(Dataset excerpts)
━━━━━━━━━━━━━━━━

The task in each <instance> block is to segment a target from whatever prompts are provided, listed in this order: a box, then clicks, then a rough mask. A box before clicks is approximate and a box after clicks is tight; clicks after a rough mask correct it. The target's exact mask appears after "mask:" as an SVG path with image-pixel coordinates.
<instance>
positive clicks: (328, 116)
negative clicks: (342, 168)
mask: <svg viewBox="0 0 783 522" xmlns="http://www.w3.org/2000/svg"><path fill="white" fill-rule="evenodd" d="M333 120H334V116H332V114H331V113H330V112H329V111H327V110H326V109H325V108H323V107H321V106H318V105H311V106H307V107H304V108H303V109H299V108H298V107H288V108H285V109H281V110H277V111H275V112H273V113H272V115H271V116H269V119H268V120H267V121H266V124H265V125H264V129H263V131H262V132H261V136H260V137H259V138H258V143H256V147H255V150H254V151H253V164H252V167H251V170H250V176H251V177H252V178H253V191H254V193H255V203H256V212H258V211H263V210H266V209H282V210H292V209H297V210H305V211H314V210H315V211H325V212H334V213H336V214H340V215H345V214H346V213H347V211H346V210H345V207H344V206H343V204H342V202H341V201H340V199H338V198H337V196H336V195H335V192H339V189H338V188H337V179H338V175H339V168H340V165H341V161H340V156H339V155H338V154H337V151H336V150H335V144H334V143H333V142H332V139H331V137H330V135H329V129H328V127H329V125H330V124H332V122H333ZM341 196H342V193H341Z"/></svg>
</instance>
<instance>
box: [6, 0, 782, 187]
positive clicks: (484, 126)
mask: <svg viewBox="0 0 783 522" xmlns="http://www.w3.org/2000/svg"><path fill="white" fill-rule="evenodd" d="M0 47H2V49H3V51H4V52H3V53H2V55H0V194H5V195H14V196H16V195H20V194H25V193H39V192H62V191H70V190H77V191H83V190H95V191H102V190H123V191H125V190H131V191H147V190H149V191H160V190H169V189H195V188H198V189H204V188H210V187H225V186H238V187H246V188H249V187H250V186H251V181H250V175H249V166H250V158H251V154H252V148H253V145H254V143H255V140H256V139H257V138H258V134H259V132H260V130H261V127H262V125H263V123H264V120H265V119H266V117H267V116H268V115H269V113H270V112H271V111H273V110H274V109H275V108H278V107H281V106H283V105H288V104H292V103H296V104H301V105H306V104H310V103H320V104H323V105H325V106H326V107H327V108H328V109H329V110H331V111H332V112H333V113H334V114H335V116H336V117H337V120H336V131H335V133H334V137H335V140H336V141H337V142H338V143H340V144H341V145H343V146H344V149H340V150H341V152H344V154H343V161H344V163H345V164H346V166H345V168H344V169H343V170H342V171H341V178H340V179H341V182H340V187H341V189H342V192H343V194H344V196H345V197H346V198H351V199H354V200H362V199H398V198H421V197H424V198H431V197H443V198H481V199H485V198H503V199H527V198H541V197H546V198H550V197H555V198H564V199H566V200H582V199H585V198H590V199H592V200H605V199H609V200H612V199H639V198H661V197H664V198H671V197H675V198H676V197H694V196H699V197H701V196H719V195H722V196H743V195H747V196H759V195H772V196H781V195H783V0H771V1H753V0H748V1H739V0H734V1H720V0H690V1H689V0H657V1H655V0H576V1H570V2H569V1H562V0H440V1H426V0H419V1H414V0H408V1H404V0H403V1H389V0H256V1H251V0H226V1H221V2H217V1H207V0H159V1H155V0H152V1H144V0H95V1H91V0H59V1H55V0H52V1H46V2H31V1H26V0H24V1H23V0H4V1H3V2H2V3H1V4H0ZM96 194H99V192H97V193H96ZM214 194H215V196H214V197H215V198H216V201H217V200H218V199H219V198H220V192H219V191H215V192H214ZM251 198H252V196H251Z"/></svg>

━━━━━━━━━━━━━━━━

## What the exercise asks:
Reproduce every line of the data above word for word, without any changes.

## Completed task:
The task in each <instance> block is to segment a target from whatever prompts are provided, listed in this order: a box, then clicks, then a rough mask. A box before clicks is approximate and a box after clicks is tight; clicks after a rough mask correct it. The target's exact mask appears after "mask:" as an SVG path with image-pixel coordinates.
<instance>
positive clicks: (328, 116)
negative clicks: (342, 168)
mask: <svg viewBox="0 0 783 522" xmlns="http://www.w3.org/2000/svg"><path fill="white" fill-rule="evenodd" d="M333 120H334V116H332V114H331V113H330V112H329V111H327V110H326V109H325V108H323V107H321V106H318V105H311V106H307V107H304V108H303V109H299V108H298V107H288V108H285V109H281V110H277V111H275V112H273V113H272V115H271V116H269V119H268V120H267V121H266V124H265V125H264V129H263V131H262V132H261V136H260V137H259V138H258V143H256V147H255V150H254V151H253V164H252V167H251V170H250V176H251V177H252V178H253V191H254V193H255V203H256V212H258V211H263V210H266V209H282V210H292V209H297V210H305V211H314V210H315V211H325V212H334V213H336V214H340V215H345V214H346V213H347V211H346V210H345V207H344V206H343V204H342V202H341V201H340V199H338V198H337V196H336V195H335V192H339V189H338V188H337V179H338V175H339V168H340V165H341V161H340V156H339V155H338V154H337V151H336V150H335V144H334V143H333V142H332V139H331V137H330V135H329V129H328V127H329V125H330V124H332V122H333ZM341 196H342V193H341Z"/></svg>
</instance>
<instance>
box: [6, 0, 782, 187]
positive clicks: (484, 126)
mask: <svg viewBox="0 0 783 522" xmlns="http://www.w3.org/2000/svg"><path fill="white" fill-rule="evenodd" d="M0 47H2V49H3V51H4V52H3V53H2V55H0V194H5V195H14V196H16V195H20V194H25V193H39V192H62V191H70V190H77V191H83V190H95V191H102V190H123V191H125V190H131V191H147V190H149V191H160V190H169V189H195V188H198V189H204V188H210V187H225V186H238V187H246V188H249V187H250V186H251V181H250V175H249V166H250V158H251V154H252V148H253V145H254V143H255V140H256V139H257V138H258V134H259V132H260V130H261V127H262V125H263V123H264V120H265V119H266V117H267V116H268V115H269V113H270V112H271V111H273V110H274V109H275V108H278V107H281V106H283V105H288V104H292V103H296V104H301V105H306V104H310V103H320V104H323V105H325V106H326V107H327V108H328V109H329V110H331V111H332V112H333V113H334V114H335V116H336V117H337V120H336V131H335V133H334V137H335V140H336V141H337V142H338V143H340V144H341V145H343V146H344V149H340V150H341V152H344V154H343V161H344V163H345V164H346V166H345V168H344V169H343V170H342V171H341V178H340V179H341V182H340V187H341V189H342V192H343V194H344V196H345V197H346V198H351V199H354V200H362V199H398V198H421V197H424V198H431V197H443V198H481V199H485V198H503V199H527V198H541V197H546V198H550V197H555V198H564V199H566V200H582V199H585V198H590V199H592V200H605V199H609V200H612V199H639V198H661V197H664V198H671V197H675V198H676V197H694V196H699V197H701V196H719V195H722V196H743V195H747V196H759V195H772V196H781V195H783V0H771V1H753V0H748V1H739V0H734V1H720V0H690V1H689V0H657V1H655V0H576V1H570V2H569V1H562V0H440V1H426V0H419V1H414V0H408V1H404V0H403V1H389V0H256V1H251V0H226V1H221V2H217V1H207V0H159V1H155V0H152V1H144V0H95V1H91V0H59V1H55V0H52V1H46V2H31V1H26V0H24V1H23V0H4V1H3V2H2V3H1V4H0ZM96 194H99V192H97V193H96ZM214 194H215V196H214V197H215V198H216V201H217V200H218V199H219V198H220V192H219V191H215V192H214ZM251 198H252V196H251Z"/></svg>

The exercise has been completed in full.